PROVIDED INFORMATION:
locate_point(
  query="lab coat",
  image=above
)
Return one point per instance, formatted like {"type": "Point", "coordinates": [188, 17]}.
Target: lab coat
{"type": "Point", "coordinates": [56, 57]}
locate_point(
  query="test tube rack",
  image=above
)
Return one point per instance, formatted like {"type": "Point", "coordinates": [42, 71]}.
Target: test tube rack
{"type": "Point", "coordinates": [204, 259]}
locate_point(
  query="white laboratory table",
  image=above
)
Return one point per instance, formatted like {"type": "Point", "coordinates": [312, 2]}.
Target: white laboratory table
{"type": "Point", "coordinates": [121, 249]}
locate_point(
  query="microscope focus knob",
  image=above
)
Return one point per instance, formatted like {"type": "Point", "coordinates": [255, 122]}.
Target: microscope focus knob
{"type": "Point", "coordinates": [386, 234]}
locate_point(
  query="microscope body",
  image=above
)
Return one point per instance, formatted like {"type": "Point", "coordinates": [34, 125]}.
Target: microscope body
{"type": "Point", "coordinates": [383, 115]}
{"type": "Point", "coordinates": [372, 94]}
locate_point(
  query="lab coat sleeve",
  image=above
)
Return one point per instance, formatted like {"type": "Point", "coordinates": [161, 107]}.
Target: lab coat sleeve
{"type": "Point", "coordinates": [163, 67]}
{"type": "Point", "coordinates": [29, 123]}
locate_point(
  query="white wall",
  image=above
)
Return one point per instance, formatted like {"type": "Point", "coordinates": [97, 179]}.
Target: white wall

TRY IT: Say how many lines in the records include the string "query", giving the figure by itself.

REPLY: 7